**Challenge 1**
In the UniFusion passage, why do the authors give their own dataset statistics in Table 1?
**Challenge 2**
Answer these from the UniFusion passage:
(a) Which three modalities is UniFusion built to combine?
(b) How many languages does the XFUND dataset span?
(c) What is done to the document images before they go into the model?

[START Page]

Moreover, the literature reveals that the interplay among different modalities is not merely additive but often involves complex interactions that can either enhance or detract from overall system performance. For example, certain studies have observed that the presence of strong textual signals can sometimes overshadow the contribution of layout and visual features, leading to imbalanced models. Conversely, in scenarios where textual data is sparse or noisy, the complementary information provided by geometric and visual cues becomes critically important. These insights further validate the need for a framework like UniFusion, which is engineered to optimize the integration of heterogeneous data sources.

In summary, the extensive body of related work not only highlights the rapid evolution of multimodal approaches in document understanding but also points to significant gaps in our understanding of modality-specific contributions. Our proposed UniFusion framework aims to address these challenges by providing a unified, adaptive, and efficient method for multimodal representation learning. The insights gleaned from previous studies serve as a robust foundation for our work, setting the stage for a more thorough and balanced evaluation of multimodal strategies in the subsequent sections.

3. Methodology

In this section, we present in exhaustive detail the methodological framework underpinning our experiments on relation extraction (RE) using the XFUND dataset. Our approach leverages a novel multimodal architecture, termed UniFusion, which is an evolution of earlier transformer-based models. UniFusion is designed to integrate text, layout, and visual modalities into a unified representation for RE tasks. In what follows, we describe the dataset and preprocessing steps, elaborate on the architecture of UniFusion with all relevant technical and mathematical formulations, and detail the experimental procedures and training protocols employed.

3.1. Dataset and Preprocessing

We utilize the XFUND dataset4 for our experiments on multimodal RE [23]. XFUND comprises a large collection of document images specifically curated for form understanding across seven languages. Each document in the dataset is annotated with a unique identifier, a class label, bounding box coordinates

$$\{x_{left},y_{top},x_{right},y_{bottom}\},$$

the extracted textual content, and a linking indicator. The linking indicator is instrumental in defining relationships between entities, thereby facilitating the application of the dataset to the VrDU RE task. In this context, entities are organized as key-value pairs corresponding to the questions and answers found in the forms. For a comprehensive description of the data collection and annotation process, readers are referred to [23]. It is noteworthy that the dataset statistics we employ differ slightly from those originally reported in [23]; hence, we provide the revised statistics in Table 1. The language codes ZH, JA, ES, FR, IT, DE and PT correspond respectively to Chinese, Japanese, Spanish, French, Italian, German, and Portuguese.

Prior to feeding the data into our model, we perform several preprocessing steps. These include normalization of the bounding box coordinates to ensure consistency across different document scales, tokenization of the textual content using sub-word techniques, and resizing of document images to a fixed resolution. Furthermore, we apply language-specific preprocessing pipelines to handle the multilingual nature of the dataset.

[END Page]
[START Stored data]

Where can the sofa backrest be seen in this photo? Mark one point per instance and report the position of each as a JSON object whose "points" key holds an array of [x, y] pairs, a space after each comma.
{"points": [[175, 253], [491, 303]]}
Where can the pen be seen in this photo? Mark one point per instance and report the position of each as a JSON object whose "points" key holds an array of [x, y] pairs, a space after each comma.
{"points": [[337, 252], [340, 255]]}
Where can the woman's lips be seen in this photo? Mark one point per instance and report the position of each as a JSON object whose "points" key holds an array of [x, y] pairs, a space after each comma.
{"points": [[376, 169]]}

[END Stored data]
[START Stored data]

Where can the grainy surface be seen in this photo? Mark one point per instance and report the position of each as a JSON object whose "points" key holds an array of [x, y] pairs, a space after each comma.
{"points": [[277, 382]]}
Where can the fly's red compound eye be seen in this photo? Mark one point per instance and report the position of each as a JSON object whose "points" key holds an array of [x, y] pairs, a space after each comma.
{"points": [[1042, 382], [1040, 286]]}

[END Stored data]

**Task answer 1**
The statistics they use differ slightly from those originally reported in [23], so they provide the revised figures in Table 1.

**Task answer 2**
(a) Text, layout, and visual.
(b) Seven.
(c) They are resized to a fixed resolution.